▶ EXERCISE REQUIREMENTS
(1) Answer these questions about the Spark on Kubernetes article:
(a) What does the article use as the data source for Spark SQL?
(b) According to the article, what can be used to communicate with Spark Thrift Server and execute SQL-related queries?
(c) Why must the Service Account generate a credential.json file?
(2) Reproduce the passage of the Spark on Kubernetes article from "To enable Spark" up to and including "Credential to Kubernetes.".

▶ EXTRACT
----------

Spark SQL, ThriftServer, GCS in Kubernetes.

9 min readSep 23, 2023

Introduction

This article documents the installation of Spark SQL and Spark Thrift Server on Kubernetes within a Google Kubernetes Engine (GKE) environment. It outlines the use of Google Cloud Storage (GCS) as the data source for Spark SQL and the communication with Spark SQL through JDBC-compatible applications.

The purpose of this article is not to delve deeply into Spark SQL and Thrift Server but to provide a record of the commands and files used.

The architecture of this article is as follows:

Use GKE as the foundation for the Kubernetes platform.
Deploy Spark Thrift Server within GKE.
Store the data to be queried in GCS.
Communicate with Spark Thrift Server and execute SQL-related queries using Beeline CLI or other JDBC-compatible tools.
Spark Thrift Server receives requests, generates corresponding Spark Executors, retrieves relevant data from GCS, and responds accordingly.

The entire architecture is illustrated in the diagram below.

GCS

To enable Spark to access data on Google Cloud Storage (GCS), we need to create a Service Account and grant it the necessary permissions.

Since Spark does not currently support Workload Identity, the Service Account must generate a corresponding credential.json file in JSON format. This file should then be mounted within Kubernetes to allow Spark Executors to interact with GCS using it.

The process is as follows:

Create a Service Account.
Assign an IAM Role to the Service Account for GCS read and write access.
Generate a corresponding Credential Key.
Write the Credential to Kubernetes.

----------

▶ RECORDS SUPPLIED
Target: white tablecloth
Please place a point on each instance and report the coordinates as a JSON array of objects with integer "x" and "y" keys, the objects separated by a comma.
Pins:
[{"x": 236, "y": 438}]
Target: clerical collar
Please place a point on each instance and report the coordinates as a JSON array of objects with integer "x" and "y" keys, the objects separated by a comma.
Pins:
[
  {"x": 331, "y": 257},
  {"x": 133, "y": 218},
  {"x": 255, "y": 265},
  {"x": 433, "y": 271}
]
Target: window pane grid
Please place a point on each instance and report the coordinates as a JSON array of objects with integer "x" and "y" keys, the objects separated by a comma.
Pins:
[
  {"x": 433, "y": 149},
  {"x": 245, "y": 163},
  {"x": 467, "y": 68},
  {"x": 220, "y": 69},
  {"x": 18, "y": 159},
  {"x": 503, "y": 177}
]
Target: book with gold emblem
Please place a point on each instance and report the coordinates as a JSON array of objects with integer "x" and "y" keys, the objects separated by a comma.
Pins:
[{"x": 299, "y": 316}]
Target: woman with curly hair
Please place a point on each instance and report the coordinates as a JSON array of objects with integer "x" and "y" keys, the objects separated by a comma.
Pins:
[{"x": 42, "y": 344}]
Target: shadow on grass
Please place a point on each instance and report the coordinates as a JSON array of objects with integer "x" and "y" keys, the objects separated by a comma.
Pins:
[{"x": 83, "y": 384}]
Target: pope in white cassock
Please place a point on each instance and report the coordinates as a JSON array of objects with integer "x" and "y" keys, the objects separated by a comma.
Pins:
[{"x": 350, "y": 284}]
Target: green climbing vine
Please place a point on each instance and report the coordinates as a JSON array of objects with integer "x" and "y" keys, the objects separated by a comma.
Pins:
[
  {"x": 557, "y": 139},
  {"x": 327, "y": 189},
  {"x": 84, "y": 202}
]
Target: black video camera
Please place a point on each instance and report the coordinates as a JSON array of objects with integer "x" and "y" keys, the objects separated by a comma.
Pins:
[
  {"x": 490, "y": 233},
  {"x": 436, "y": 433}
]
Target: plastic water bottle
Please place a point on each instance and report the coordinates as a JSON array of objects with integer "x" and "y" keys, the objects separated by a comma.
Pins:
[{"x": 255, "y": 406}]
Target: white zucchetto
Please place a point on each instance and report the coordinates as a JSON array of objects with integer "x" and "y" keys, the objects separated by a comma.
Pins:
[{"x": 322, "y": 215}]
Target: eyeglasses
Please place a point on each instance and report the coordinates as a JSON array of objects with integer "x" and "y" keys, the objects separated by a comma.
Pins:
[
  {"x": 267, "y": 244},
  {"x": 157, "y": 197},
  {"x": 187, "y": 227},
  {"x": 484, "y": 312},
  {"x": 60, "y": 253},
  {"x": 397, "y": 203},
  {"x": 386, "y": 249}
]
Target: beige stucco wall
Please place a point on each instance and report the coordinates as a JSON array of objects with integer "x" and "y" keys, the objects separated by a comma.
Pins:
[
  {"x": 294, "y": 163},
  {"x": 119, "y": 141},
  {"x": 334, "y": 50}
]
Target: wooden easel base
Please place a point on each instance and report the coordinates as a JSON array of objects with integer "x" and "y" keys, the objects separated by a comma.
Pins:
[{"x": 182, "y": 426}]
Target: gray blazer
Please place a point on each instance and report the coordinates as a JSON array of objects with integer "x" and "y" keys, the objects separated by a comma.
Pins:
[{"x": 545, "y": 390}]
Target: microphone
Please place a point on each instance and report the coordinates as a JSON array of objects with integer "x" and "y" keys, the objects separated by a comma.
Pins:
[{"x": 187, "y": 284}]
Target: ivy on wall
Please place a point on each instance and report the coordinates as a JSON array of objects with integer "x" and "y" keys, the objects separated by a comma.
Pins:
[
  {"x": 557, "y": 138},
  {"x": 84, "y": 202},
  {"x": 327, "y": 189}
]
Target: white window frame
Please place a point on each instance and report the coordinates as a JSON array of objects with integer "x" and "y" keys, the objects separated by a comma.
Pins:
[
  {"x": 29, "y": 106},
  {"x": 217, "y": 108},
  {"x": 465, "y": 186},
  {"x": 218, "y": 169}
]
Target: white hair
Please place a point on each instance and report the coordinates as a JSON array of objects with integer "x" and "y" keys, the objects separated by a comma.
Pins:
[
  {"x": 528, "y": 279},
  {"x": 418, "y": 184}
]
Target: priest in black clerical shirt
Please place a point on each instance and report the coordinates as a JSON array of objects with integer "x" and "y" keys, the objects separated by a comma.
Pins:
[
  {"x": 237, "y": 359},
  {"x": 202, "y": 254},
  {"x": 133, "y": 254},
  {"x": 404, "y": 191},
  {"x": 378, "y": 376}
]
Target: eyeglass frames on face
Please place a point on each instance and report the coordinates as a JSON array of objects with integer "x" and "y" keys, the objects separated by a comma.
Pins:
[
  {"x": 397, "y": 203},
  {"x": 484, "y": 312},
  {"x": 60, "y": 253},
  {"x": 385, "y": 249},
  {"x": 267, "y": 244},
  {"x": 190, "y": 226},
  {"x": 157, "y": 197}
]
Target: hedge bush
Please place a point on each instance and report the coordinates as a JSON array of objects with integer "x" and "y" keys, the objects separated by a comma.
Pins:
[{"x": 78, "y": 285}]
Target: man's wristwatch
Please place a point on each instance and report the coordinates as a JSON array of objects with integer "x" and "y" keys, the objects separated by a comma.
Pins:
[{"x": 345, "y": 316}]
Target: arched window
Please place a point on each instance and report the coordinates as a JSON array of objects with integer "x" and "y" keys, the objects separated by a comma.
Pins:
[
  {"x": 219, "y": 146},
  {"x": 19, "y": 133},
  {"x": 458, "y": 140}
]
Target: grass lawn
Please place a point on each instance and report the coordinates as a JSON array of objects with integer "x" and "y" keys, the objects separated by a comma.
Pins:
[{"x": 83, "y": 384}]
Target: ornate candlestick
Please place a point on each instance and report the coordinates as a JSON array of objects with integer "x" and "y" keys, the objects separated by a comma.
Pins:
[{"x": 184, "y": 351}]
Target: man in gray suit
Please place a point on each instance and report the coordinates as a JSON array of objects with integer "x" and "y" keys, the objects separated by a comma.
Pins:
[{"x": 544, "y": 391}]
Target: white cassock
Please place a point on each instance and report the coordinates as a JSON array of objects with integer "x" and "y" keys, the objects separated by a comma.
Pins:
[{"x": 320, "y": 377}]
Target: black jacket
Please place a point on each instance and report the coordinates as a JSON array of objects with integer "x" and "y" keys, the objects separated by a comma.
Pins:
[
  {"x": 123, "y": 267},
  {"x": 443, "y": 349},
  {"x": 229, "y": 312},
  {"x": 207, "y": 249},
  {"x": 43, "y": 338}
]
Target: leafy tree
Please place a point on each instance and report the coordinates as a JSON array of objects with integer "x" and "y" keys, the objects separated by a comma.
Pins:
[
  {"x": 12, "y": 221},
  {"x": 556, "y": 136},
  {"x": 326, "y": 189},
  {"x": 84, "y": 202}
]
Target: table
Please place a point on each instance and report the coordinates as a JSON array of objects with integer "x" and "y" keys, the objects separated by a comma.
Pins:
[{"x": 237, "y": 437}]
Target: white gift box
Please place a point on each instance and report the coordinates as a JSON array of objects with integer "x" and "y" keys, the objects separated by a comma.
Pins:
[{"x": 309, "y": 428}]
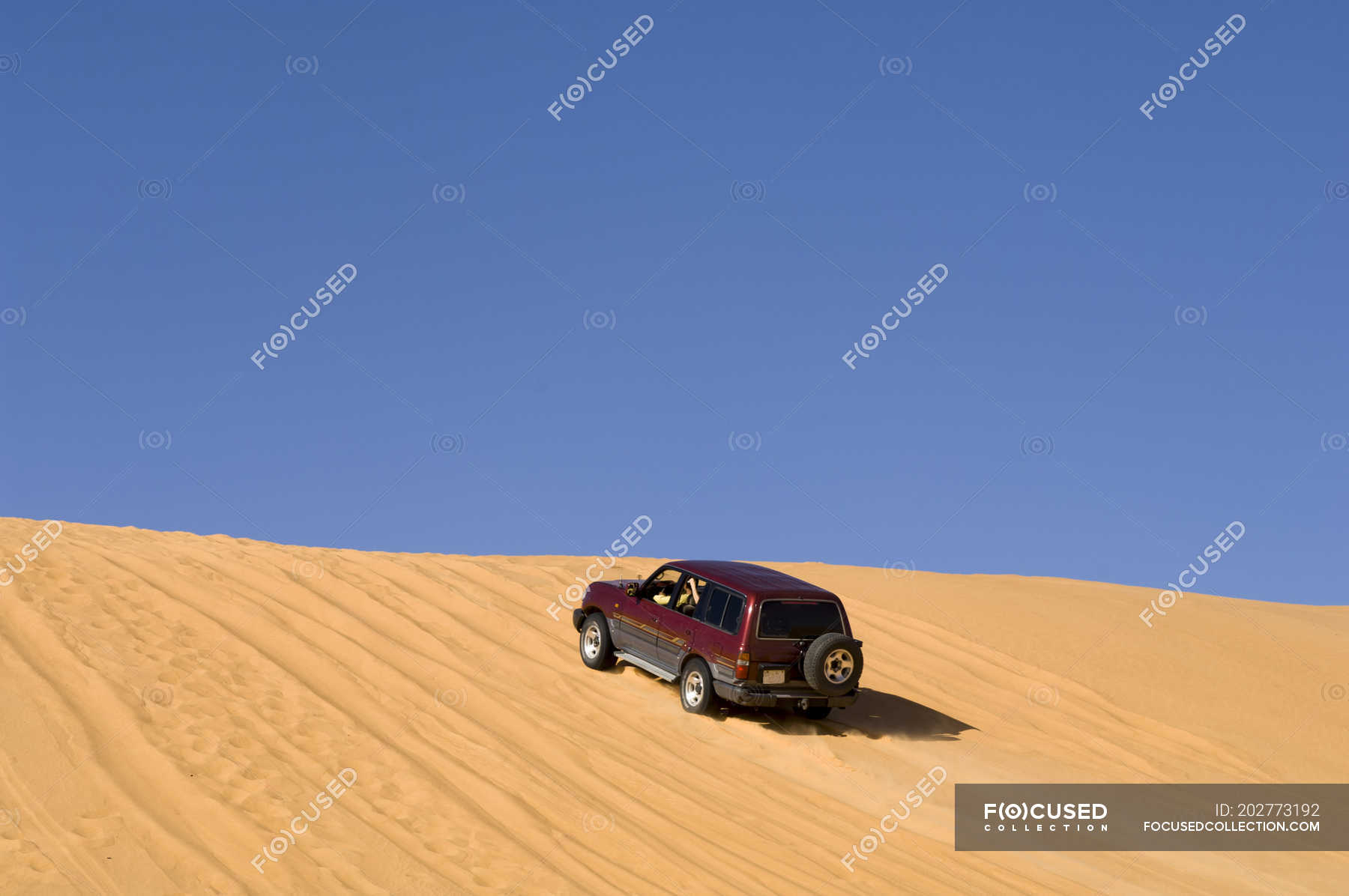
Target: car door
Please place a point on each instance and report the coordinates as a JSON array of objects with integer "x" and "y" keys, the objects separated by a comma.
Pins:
[
  {"x": 674, "y": 625},
  {"x": 640, "y": 626},
  {"x": 718, "y": 623}
]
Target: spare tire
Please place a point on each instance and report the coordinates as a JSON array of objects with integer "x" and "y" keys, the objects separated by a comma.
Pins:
[{"x": 833, "y": 665}]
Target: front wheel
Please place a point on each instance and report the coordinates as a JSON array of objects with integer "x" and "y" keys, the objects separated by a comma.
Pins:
[
  {"x": 695, "y": 687},
  {"x": 597, "y": 650}
]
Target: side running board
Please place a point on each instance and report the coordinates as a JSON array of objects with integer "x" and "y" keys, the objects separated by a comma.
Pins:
[{"x": 645, "y": 665}]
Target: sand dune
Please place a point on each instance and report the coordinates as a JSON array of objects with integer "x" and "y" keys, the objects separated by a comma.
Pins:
[{"x": 172, "y": 702}]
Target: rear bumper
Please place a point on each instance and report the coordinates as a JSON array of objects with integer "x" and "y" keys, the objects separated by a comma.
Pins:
[{"x": 764, "y": 697}]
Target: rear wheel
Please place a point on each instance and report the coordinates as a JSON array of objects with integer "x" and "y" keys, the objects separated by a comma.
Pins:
[
  {"x": 597, "y": 650},
  {"x": 695, "y": 687},
  {"x": 833, "y": 665}
]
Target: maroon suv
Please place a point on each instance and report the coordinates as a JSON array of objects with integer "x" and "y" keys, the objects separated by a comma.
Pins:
[{"x": 733, "y": 631}]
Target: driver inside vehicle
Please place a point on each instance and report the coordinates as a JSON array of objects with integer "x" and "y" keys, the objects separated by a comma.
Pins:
[
  {"x": 688, "y": 597},
  {"x": 661, "y": 590}
]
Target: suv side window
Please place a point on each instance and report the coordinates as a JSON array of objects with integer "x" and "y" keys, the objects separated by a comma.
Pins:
[
  {"x": 713, "y": 605},
  {"x": 722, "y": 608},
  {"x": 663, "y": 586}
]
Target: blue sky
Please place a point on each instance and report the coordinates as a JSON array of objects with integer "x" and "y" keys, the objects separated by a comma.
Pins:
[{"x": 642, "y": 306}]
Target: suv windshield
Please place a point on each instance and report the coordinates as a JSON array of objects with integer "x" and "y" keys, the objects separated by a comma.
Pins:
[{"x": 794, "y": 620}]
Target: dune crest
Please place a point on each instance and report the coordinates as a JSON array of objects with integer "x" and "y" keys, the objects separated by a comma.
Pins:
[{"x": 175, "y": 702}]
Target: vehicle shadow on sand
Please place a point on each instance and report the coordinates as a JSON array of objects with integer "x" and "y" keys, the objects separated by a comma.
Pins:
[{"x": 876, "y": 714}]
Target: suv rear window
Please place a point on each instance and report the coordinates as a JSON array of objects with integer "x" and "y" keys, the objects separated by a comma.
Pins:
[
  {"x": 722, "y": 608},
  {"x": 794, "y": 620}
]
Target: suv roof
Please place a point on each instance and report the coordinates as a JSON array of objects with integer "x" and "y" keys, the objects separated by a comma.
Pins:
[{"x": 750, "y": 578}]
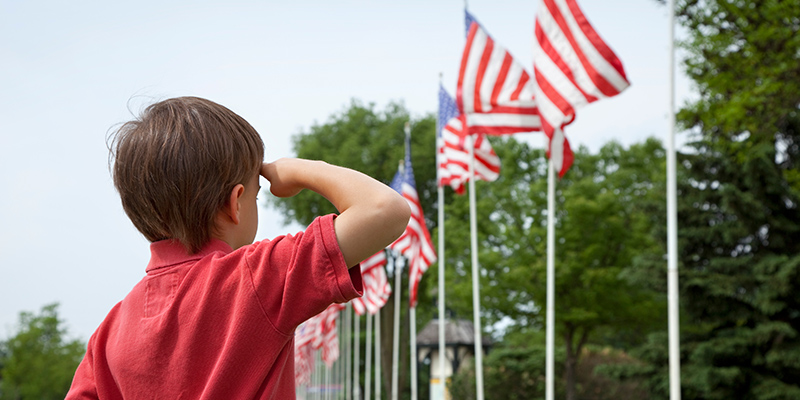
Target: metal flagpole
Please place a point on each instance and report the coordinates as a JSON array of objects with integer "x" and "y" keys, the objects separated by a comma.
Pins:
[
  {"x": 396, "y": 338},
  {"x": 368, "y": 366},
  {"x": 377, "y": 355},
  {"x": 476, "y": 300},
  {"x": 340, "y": 359},
  {"x": 413, "y": 353},
  {"x": 327, "y": 381},
  {"x": 551, "y": 282},
  {"x": 672, "y": 228},
  {"x": 356, "y": 356},
  {"x": 441, "y": 265},
  {"x": 348, "y": 351},
  {"x": 317, "y": 376}
]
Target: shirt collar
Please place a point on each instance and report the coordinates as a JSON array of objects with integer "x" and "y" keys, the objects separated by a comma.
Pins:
[{"x": 165, "y": 253}]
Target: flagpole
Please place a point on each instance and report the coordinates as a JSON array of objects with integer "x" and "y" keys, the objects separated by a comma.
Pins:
[
  {"x": 348, "y": 351},
  {"x": 672, "y": 227},
  {"x": 413, "y": 325},
  {"x": 476, "y": 300},
  {"x": 441, "y": 262},
  {"x": 412, "y": 315},
  {"x": 551, "y": 282},
  {"x": 356, "y": 356},
  {"x": 327, "y": 382},
  {"x": 342, "y": 355},
  {"x": 396, "y": 338},
  {"x": 377, "y": 355},
  {"x": 368, "y": 366}
]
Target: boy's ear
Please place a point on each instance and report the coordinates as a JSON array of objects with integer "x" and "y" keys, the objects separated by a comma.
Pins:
[{"x": 232, "y": 208}]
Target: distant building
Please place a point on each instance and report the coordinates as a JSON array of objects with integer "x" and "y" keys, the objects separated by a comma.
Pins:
[{"x": 459, "y": 340}]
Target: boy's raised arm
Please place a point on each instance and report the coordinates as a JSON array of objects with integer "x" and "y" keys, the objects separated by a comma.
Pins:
[{"x": 371, "y": 214}]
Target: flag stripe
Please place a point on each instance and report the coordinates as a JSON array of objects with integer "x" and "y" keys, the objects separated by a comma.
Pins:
[
  {"x": 453, "y": 156},
  {"x": 572, "y": 67},
  {"x": 415, "y": 242}
]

----------

▶ ANSWERS BY TASK
(1)
(a) Google Cloud Storage (GCS).
(b) Beeline CLI or other JDBC-compatible tools.
(c) Spark does not currently support Workload Identity.

(2)
To enable Spark to access data on Google Cloud Storage (GCS), we need to create a Service Account and grant it the necessary permissions.

Since Spark does not currently support Workload Identity, the Service Account must generate a corresponding credential.json file in JSON format. This file should then be mounted within Kubernetes to allow Spark Executors to interact with GCS using it.

The process is as follows:

Create a Service Account.
Assign an IAM Role to the Service Account for GCS read and write access.
Generate a corresponding Credential Key.
Write the Credential to Kubernetes.